Division of Translational Research

Goal:

The goal of this initiative is to encourage the necessary next stages of development and validation of biomarkers with putative value for use in clinical trials for treatments of the core social deficits of Autism Spectrum Disorder (ASD), including multi-site testing and validation for a specific ‘context of use’ (e.g., diagnostic, enrichment, stratification) as a drug development tool. This initiative could facilitate coordination and partnerships with relevant public-private consortia efforts such as those of the Biomarkers Consortium Neuroscience Steering Committee, international efforts, foundations, and regulatory agencies.

Rationale:

The identification of biomarkers to reduce the heterogeneity of ASD participants in clinical trials (stratification or enrichment), and/or biomarkers as objective measures of treatment response, could greatly enhance pharmacologic trial design and signal detection. As such, the Foundation for the NIH (FNIH) Biomarkers Consortium (BC) Neuroscience Committee convened an ASD Biomarkers Working Group to assess the readiness of a range of biomarker candidates for use in ASD clinical trials of treatments for the core social deficits of the disorder. Resting state and task-based EEG and eye tracking measures emerged as the top biomarker candidates of interest for this purpose.

Exercise set:
1. Decide whether each statement agrees with the passage on ASD biomarkers. Answer yes or no, and quote the words of the passage that decide it.
(a) The initiative covers testing and validation of biomarkers at more than one site.
(b) The ASD Biomarkers Working Group was convened by the FNIH Biomarkers Consortium Neuroscience Committee.
(c) Blood-based measures emerged as the top biomarker candidates.
2. In the passage on ASD biomarkers, what examples are listed for a ‘context of use’?
3. Write out the passage on ASD biomarkers from "The goal of" up to and including "and regulatory agencies.".

Material supplied:
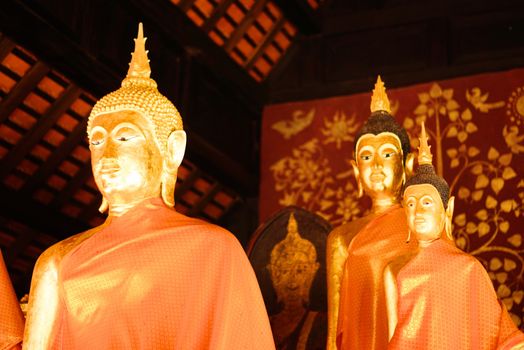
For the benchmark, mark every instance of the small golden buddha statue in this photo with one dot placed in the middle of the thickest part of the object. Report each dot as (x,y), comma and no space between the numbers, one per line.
(444,297)
(293,266)
(149,277)
(357,252)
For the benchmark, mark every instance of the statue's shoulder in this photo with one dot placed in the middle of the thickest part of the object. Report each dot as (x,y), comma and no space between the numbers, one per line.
(55,253)
(350,229)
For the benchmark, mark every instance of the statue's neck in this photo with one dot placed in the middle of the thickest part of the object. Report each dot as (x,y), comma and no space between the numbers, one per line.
(119,209)
(380,205)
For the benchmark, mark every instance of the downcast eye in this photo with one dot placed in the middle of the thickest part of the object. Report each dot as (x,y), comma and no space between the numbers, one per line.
(125,138)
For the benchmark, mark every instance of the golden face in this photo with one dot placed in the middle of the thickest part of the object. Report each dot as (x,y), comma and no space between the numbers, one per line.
(125,158)
(379,161)
(425,212)
(292,277)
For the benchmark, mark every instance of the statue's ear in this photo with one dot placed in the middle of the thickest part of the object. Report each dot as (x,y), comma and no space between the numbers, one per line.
(176,147)
(449,217)
(356,173)
(410,164)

Solved problems:
1.
(a) Yes: "including multi-site testing and validation for a specific ‘context of use’"
(b) Yes: "the Foundation for the NIH (FNIH) Biomarkers Consortium (BC) Neuroscience Committee convened an ASD Biomarkers Working Group"
(c) No: "Resting state and task-based EEG and eye tracking measures emerged as the top biomarker candidates of interest for this purpose."

2. Diagnostic, enrichment, and stratification.

3.
The goal of this initiative is to encourage the necessary next stages of development and validation of biomarkers with putative value for use in clinical trials for treatments of the core social deficits of Autism Spectrum Disorder (ASD), including multi-site testing and validation for a specific ‘context of use’ (e.g., diagnostic, enrichment, stratification) as a drug development tool. This initiative could facilitate coordination and partnerships with relevant public-private consortia efforts such as those of the Biomarkers Consortium Neuroscience Steering Committee, international efforts, foundations, and regulatory agencies.